SUPPLIED MATERIAL ->
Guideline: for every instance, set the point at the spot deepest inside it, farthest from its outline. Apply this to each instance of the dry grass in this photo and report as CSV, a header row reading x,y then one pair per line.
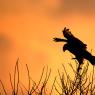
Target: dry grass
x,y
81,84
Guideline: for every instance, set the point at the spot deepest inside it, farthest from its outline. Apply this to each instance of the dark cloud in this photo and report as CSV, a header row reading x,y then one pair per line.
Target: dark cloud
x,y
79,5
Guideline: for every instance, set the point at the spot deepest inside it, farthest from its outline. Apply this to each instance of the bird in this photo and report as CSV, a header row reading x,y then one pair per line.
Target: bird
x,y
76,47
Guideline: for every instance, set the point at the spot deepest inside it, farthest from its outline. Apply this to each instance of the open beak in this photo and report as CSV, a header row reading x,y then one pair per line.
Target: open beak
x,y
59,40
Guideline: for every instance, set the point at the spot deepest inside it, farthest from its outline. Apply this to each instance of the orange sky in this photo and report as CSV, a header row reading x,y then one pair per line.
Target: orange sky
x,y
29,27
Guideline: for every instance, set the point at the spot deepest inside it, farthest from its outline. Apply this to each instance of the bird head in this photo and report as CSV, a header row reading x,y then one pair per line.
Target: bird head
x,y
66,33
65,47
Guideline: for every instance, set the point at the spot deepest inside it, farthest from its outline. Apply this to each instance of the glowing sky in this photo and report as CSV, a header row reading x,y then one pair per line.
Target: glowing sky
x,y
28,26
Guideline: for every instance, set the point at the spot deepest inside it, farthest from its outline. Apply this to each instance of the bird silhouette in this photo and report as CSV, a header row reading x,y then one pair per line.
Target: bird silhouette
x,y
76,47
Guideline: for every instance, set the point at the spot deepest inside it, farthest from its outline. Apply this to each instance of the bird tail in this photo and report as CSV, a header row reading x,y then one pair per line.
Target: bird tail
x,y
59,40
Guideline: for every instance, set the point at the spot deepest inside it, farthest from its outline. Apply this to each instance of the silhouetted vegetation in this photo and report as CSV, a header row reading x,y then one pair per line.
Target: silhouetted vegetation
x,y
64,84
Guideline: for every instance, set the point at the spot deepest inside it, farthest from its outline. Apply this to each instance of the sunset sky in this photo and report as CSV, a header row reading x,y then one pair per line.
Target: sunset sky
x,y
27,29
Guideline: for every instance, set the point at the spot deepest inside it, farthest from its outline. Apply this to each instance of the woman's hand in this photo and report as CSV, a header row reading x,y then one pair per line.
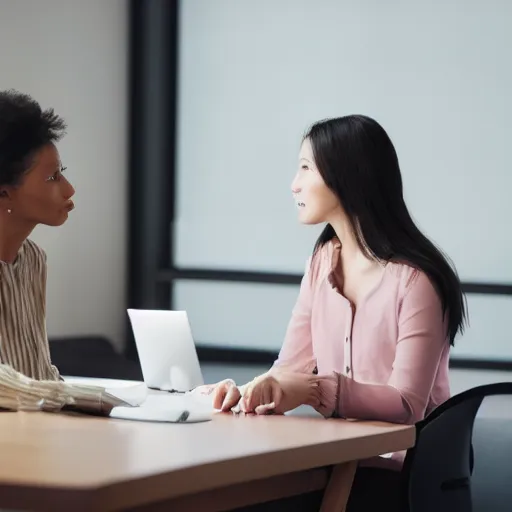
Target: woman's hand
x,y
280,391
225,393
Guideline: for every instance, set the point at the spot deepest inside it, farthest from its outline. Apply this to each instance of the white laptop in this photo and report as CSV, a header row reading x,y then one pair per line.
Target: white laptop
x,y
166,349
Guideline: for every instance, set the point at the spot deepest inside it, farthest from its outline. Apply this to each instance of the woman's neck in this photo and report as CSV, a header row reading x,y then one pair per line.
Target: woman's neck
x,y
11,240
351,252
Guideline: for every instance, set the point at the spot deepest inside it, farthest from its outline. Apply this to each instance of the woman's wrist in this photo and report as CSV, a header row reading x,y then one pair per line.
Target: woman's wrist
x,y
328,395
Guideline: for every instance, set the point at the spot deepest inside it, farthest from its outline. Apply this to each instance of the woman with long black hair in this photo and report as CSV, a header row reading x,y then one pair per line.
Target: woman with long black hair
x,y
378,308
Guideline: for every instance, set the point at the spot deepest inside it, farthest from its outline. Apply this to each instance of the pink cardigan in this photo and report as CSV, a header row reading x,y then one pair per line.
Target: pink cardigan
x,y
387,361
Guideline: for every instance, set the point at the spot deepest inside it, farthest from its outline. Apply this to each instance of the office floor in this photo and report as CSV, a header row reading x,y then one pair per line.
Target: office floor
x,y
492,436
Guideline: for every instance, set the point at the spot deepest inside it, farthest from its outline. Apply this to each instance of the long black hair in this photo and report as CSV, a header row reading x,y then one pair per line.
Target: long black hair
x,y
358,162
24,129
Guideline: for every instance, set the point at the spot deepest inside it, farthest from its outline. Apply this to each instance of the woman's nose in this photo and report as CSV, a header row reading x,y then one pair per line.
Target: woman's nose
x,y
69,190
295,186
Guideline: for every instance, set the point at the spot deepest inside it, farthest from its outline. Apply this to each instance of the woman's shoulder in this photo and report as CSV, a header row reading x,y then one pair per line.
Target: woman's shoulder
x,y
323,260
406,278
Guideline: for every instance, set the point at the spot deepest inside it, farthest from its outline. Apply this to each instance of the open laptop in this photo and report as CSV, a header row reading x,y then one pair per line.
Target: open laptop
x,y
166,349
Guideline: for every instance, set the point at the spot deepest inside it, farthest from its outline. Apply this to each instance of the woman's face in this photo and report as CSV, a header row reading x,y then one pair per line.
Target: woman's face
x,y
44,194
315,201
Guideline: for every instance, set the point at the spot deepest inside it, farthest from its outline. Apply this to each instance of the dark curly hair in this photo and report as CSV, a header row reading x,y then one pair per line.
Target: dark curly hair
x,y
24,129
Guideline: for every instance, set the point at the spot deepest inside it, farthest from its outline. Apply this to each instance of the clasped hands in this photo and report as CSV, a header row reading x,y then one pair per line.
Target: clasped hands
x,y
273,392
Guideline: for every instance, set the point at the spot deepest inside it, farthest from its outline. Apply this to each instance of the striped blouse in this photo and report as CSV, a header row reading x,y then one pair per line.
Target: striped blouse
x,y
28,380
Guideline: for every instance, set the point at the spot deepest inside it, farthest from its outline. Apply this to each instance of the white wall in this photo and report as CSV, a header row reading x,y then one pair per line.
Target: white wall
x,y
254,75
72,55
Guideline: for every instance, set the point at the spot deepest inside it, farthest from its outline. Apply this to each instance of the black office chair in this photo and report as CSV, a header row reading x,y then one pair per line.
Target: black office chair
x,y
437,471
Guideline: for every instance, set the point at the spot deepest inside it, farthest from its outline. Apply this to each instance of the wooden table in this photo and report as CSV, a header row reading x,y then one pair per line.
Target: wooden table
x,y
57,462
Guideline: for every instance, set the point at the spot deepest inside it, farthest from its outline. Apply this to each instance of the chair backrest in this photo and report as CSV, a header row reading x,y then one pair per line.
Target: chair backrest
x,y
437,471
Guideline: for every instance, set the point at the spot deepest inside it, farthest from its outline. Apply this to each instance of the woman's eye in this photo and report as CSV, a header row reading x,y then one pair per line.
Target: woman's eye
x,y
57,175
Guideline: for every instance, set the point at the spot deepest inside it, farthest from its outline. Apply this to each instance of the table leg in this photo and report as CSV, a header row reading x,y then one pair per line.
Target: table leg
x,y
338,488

TASK DETAILS ->
Rewrite these lines with every "Guideline" changed to "Instruction", keeping everything else the same, and omit the pictures.

TASK OUTPUT ->
Instruction: for every instance, set the point at the spot deepest inside it, farthest from its outline. Apply this to each instance of the dry grass in this photo and report as CSV, a header row reading x,y then one pair per line.
Target: dry grass
x,y
81,84
Instruction: for every instance, set the point at the spot deepest inside it, farthest from its outline. Apply this to each instance of the dark cloud in this photo and report as CSV, a header row reading x,y then one pair per line.
Target: dark cloud
x,y
79,5
Instruction: for every instance, set the point at the spot deepest inside it, farthest from its outline. Apply this to each instance of the bird in this photo and report as CSV, a header row reading x,y then one pair per line.
Target: bird
x,y
76,47
Instruction: for every instance, set the point at the spot deepest inside it, farthest from its outline. Apply this to each instance of the open beak in this photo and report as CSV, a header row reading x,y then one pair per line.
Target: open beak
x,y
59,40
Instruction: for every instance, set the point at the spot deepest inside it, farthest from its outline. Apply this to each instance of the orange sky in this photo and report as CSV, a header row reading x,y then one pair per line.
Target: orange sky
x,y
29,27
Instruction: for every instance, set the point at the spot deepest inside it, farthest from its outline. Apply this to each instance of the bird head in this photo and report as CSV, a header row reading x,y then one pair per line.
Target: bird head
x,y
66,33
65,47
Instruction: for every instance, set the point at the spot deepest inside it, farthest from its outline. Apply this to each instance of the glowing sky in this photo and report as CSV, a header row reading x,y then one pair per line.
Target: glowing sky
x,y
28,26
Instruction: for every instance, set the point at the spot deepest inside it, farthest from its outline. Apply this to each instance of the bird silhouette in this photo and report as CSV, a header row reading x,y then one pair per line.
Target: bird silhouette
x,y
76,47
Instruction: for every instance, set the point at the spot deepest inside it, farthest from its outline. Apply this to each instance of the bird tail in this photo and report as CSV, a header row reading x,y then one pair per line.
Target: bird tail
x,y
59,40
Instruction: for every instance, set the point at the spot deepest inside it, farthest from its outline. Apply this to each instance of the silhouetted vegetation in this photo and report as CSV, a header row reading x,y then one pair per line.
Target: silhouetted vegetation
x,y
64,84
Instruction: for every instance, set the point at the spot deepest inside it, farthest from its outline. Apply this to each instance of the sunset sky in this photo and report as CSV, a header row reading x,y then one pair per line.
Target: sunset sky
x,y
27,29
Instruction: for every instance, set the point at the spot deepest inside it, farthest from its outline. Apply this to each instance of the woman's hand in this photo and report as CSV, a header row reading x,y then one pair per line.
Target: woman's hand
x,y
280,391
225,393
Instruction: for every instance, set the point at the spot deepest inside it, farthest from its outline. Apply this to each instance of the white laptop in this photo and report as CSV, a header row reading x,y then one pair per line.
Target: white laptop
x,y
166,349
Instruction: for every instance, set the point at the spot deepest inside it, farthest from its outline. Apply this to each instance of the woman's neck in this photo and report as CSV, a header row reading x,y then one pair per line.
Target: woman's neck
x,y
11,240
351,252
Instruction: for every instance, set the point at the spot deepest inside it, farthest from its outline. Apply this to each instance of the woman's wrist in this photo and report as CSV, a header row reading x,y then one pair per line.
Target: woman's wrist
x,y
328,395
Instruction: for every instance, set the point at the spot deepest inside it, farthest from its outline. Apply this to each instance of the woman with long black hair in this photo and report as CSV, a header row reading x,y then one pair per line.
Target: woman with long black hair
x,y
378,308
Instruction: for every instance, set the point at the spot deepest inside it, farthest from its outline. Apply this to each instance of the pink cardigan in this photo and report as CSV, a header row reading x,y then one pair per line.
Target: pink cardigan
x,y
387,361
Instruction: for every instance, set the point at the spot deepest inside it, farthest from its outline. Apply this to each instance of the office floor in this photo and report as CSV, a header row reading x,y then one pair per line.
Target: office floor
x,y
492,436
Instruction: for every instance, set the point at the spot deepest inside it, farthest from its outline. Apply this to each instance of the long black hair in this photo and report as CSV, a header row reading x,y then one pair per line.
Target: long black hair
x,y
358,162
24,129
Instruction: for every instance, set the point at the spot deepest inside it, farthest from its outline. Apply this to each instance of the woman's nose in this photo and report as CSV, a header row reading x,y then one pair per line.
Target: woman's nose
x,y
69,190
295,186
Instruction: for every instance, set the point at the spot deepest inside it, farthest from its outline. Apply this to each instance of the woman's shoulder in this photo and report as CSV, a header row reading x,y then one pair per line.
Target: woman's shoulder
x,y
323,260
406,278
Instruction: for every instance, set the point at the spot deepest inside it, farthest from its outline. Apply this to each instance of the open laptop in this photo and report as CSV, a header row reading x,y then one pair per line.
Target: open laptop
x,y
166,349
Instruction: for every instance, set the point at the spot deepest inside it, farthest from its outline. Apply this to each instance of the woman's face in this photo and report as CSV, a header row reading x,y then one pair per line.
Target: woman's face
x,y
44,194
315,201
Instruction: for every instance, set the point at the spot deepest inside it, farthest from its outline. Apply this to each instance of the dark curly hair in this photo and report as CSV, a header row reading x,y then one pair per line.
Target: dark curly hair
x,y
24,129
Instruction: for every instance, set the point at the spot deepest inside it, farthest from its outline. Apply this to each instance of the clasped hands in this photo and report as CSV, a header row reading x,y then one pair per line.
Target: clasped hands
x,y
273,392
Instruction: for every instance, set the point at the spot deepest inside it, farthest from its outline. Apply this to each instance of the striped blouse in this photo and report as CSV, a header row reading x,y then one pair per line.
Target: striped blouse
x,y
28,380
Instruction: for every instance, set the point at the spot deepest inside it, farthest from its outline. Apply this to each instance of the white wall in this photo and report as CSV, a header row reading x,y then one pair per line.
Target: white wall
x,y
254,75
72,55
Instruction: for every instance, set the point at the spot deepest inside it, farthest from its outline. Apply this to each instance of the black office chair in this photo and report as CSV, a header row reading x,y then one pair per line.
Target: black office chair
x,y
437,471
Instruction: for every instance, set the point at the spot deepest inside it, farthest from its outline. Apply this to each instance of the wooden table in this photo and report as CSV, a header row reading x,y then one pair per line.
Target: wooden table
x,y
57,462
Instruction: for every instance, set the point at the spot deepest inside it, farthest from its outline. Apply this to each instance of the chair backrest in this photo and report as CSV, a header row reading x,y then one pair per line.
Target: chair backrest
x,y
437,471
Instruction: for every instance, set the point at the spot deepest inside it, farthest from its outline. Apply this to each instance of the woman's eye in this photo and report as CSV, a header row reading x,y then one pair per line.
Target: woman's eye
x,y
57,175
Instruction: for every instance, set the point at the spot deepest inside it, farthest from its outline. Apply this to each instance of the table leg in this photo and report as CSV, a header row reading x,y then one pair per line.
Target: table leg
x,y
338,488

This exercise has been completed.